What to do: Retype each of the records below word for word, leaving out the pictures.

Entries:
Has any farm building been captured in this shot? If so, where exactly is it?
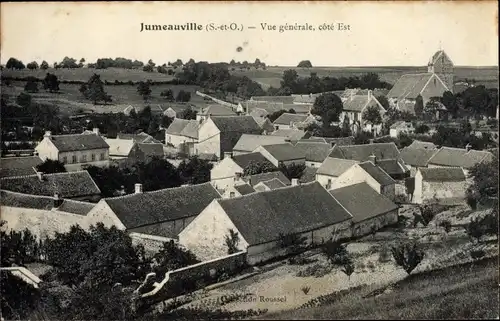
[410,167,467,204]
[0,156,43,178]
[0,171,101,202]
[35,129,109,171]
[210,152,277,191]
[179,183,351,264]
[330,182,399,237]
[195,116,262,159]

Correct response:
Has any farm building been captured in this shot? If so, where exactly is it?
[410,167,467,204]
[0,156,43,178]
[0,171,101,202]
[35,129,109,171]
[210,152,277,191]
[179,183,351,264]
[330,182,399,237]
[195,116,262,159]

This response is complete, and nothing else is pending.